== A block of data ==
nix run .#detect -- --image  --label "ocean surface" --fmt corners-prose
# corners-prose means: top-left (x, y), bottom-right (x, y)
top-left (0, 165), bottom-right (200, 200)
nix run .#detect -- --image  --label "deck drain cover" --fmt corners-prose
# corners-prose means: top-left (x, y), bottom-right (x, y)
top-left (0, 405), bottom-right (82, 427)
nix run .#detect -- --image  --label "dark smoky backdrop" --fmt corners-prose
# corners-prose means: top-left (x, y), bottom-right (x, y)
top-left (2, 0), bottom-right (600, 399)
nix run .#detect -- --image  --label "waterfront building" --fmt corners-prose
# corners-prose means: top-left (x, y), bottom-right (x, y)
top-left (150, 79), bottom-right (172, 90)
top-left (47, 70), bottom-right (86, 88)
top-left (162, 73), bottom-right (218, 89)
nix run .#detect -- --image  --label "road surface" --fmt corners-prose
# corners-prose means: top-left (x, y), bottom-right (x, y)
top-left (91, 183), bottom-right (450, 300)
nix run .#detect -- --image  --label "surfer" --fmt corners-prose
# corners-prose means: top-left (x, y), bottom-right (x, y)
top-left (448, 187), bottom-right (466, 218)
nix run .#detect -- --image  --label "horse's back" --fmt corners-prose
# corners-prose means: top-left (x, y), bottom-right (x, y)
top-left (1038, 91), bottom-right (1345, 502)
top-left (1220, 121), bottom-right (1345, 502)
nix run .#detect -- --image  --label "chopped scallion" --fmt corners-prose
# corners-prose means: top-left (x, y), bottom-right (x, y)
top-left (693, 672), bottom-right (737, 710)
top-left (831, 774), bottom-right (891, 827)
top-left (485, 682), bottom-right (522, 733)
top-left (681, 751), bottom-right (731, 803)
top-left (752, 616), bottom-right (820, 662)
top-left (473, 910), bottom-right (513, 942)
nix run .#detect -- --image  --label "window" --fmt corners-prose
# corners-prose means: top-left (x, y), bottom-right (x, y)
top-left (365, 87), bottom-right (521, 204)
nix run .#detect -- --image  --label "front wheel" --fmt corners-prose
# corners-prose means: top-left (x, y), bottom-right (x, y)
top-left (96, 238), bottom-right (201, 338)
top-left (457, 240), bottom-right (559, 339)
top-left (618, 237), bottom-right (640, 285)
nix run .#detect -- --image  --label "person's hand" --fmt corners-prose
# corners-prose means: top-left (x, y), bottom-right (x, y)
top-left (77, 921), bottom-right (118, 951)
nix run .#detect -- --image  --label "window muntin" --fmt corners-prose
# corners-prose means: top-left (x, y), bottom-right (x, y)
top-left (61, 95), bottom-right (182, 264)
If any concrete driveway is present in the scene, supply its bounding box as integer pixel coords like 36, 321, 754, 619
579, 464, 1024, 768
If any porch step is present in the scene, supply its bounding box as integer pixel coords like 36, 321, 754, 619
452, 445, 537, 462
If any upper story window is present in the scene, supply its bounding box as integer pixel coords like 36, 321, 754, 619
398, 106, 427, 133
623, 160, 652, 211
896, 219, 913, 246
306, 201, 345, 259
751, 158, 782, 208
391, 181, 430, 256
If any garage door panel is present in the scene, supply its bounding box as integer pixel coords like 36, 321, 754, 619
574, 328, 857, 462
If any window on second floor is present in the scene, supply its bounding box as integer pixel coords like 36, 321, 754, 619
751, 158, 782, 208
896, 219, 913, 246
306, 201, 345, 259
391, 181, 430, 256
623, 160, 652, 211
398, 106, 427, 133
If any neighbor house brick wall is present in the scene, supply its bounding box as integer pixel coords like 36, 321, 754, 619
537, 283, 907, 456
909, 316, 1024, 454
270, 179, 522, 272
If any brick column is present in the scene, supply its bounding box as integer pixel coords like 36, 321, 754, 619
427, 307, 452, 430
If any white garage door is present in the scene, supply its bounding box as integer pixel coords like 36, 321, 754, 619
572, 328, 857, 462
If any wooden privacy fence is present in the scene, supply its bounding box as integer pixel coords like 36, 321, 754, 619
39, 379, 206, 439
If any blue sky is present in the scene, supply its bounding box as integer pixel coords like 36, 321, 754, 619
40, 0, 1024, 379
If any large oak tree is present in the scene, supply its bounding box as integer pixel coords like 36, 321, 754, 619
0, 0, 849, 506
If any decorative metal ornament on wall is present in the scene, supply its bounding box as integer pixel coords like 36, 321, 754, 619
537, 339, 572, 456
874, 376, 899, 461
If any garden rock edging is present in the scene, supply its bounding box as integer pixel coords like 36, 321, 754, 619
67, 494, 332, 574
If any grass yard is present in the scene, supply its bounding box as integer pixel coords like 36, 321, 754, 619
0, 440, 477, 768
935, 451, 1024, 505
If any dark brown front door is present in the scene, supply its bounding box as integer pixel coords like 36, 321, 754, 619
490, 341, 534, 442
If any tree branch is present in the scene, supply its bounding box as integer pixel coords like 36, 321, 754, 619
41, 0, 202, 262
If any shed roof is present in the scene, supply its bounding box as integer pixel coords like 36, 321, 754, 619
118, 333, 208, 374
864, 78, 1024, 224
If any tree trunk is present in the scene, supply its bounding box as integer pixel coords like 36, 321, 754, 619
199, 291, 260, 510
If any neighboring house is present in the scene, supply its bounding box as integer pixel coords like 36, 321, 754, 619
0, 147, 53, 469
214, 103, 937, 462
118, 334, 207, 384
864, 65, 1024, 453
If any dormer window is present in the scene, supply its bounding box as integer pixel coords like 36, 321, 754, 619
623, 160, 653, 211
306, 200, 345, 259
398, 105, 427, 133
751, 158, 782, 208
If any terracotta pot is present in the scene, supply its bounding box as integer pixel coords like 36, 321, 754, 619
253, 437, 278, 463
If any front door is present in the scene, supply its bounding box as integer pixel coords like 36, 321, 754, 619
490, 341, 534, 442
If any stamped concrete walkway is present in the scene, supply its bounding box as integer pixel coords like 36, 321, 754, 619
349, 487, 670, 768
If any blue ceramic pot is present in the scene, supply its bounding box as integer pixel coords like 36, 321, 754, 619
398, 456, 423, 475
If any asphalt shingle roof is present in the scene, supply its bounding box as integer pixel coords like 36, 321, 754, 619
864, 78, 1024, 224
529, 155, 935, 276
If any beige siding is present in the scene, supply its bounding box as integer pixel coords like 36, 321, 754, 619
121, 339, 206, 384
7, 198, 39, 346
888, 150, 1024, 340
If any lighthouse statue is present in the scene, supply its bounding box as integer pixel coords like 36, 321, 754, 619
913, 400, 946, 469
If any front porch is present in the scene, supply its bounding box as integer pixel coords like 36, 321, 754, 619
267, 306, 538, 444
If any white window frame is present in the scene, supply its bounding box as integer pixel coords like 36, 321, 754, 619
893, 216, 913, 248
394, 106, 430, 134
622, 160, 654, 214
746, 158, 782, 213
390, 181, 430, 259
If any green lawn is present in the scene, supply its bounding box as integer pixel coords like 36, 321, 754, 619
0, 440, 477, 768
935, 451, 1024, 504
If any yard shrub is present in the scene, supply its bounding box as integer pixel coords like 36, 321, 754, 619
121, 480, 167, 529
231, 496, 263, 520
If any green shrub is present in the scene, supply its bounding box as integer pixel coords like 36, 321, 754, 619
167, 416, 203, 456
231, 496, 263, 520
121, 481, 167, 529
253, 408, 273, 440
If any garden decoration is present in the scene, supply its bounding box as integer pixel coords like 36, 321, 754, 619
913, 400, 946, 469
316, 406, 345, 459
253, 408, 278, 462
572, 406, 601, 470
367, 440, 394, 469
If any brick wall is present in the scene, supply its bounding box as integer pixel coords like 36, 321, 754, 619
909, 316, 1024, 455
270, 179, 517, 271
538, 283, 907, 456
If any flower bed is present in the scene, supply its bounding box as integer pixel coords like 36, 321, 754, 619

== Stated task ==
Arrange the listing between the lines holding "If any dark" and "199, 291, 260, 510", inclusive, as a two-column CSV with headers text and answer. Give each piece of text its own row beside its full answer, with every field in quotes and any line breaks swapped for spaces.

== Exercise response ==
text,answer
"If any dark brown front door is present in the scene, supply its bounding box as integer pixel coords like 36, 321, 754, 619","490, 341, 534, 442"
"If any tree branch is present in the scene, supply its bounding box as integer pixel coords like 36, 321, 754, 619","41, 0, 202, 262"
"If any shed roof is present in the scene, supply its bounding box as integer pixel coords like 36, 321, 754, 619","118, 333, 208, 374 864, 78, 1024, 224"
"If any tree trunk is present in the scene, supply its bounding box as integer pixel coords like 36, 321, 754, 619","199, 291, 260, 510"